*Exercise directions*
Copy the stretch of the material below from the line containing "Where can the green grass" through the end, changing "green grass" to "lawn" and leaving everything else unchanged.

— start of Data —

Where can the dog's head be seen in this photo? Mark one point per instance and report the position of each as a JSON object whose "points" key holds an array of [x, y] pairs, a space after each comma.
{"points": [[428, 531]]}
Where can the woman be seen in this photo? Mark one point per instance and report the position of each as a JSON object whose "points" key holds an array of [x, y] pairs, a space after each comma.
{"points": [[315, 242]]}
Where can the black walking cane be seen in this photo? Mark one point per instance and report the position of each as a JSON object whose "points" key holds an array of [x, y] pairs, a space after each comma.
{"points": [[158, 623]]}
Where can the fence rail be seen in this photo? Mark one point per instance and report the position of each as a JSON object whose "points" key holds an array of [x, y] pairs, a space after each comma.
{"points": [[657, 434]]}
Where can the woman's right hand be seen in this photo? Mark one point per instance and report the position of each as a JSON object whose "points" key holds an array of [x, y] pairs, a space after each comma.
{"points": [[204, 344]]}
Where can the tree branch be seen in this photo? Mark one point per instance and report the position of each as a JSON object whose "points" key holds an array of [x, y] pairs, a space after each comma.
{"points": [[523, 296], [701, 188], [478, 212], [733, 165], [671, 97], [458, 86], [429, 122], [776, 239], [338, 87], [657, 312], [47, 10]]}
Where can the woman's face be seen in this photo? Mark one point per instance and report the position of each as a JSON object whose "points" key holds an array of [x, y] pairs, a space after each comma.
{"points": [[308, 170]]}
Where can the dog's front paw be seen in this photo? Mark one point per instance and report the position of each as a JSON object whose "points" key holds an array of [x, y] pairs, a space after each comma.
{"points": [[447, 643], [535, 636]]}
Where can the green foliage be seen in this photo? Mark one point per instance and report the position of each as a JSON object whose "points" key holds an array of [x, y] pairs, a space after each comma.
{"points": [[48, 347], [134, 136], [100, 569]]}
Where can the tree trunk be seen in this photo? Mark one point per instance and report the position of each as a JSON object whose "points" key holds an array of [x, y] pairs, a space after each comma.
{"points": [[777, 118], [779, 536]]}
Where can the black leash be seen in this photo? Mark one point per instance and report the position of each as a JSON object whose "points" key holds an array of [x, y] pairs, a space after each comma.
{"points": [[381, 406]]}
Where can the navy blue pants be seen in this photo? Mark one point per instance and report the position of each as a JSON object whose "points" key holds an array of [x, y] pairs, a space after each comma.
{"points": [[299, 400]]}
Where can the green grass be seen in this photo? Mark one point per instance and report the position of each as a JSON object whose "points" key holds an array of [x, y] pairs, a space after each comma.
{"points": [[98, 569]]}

— end of Data —

*Result for this exercise*
Where can the lawn be seen in this photo? Mark one point per instance and report the position of each as a JSON object whose "points" key holds an array of [x, y] pairs, a space after each comma.
{"points": [[98, 569]]}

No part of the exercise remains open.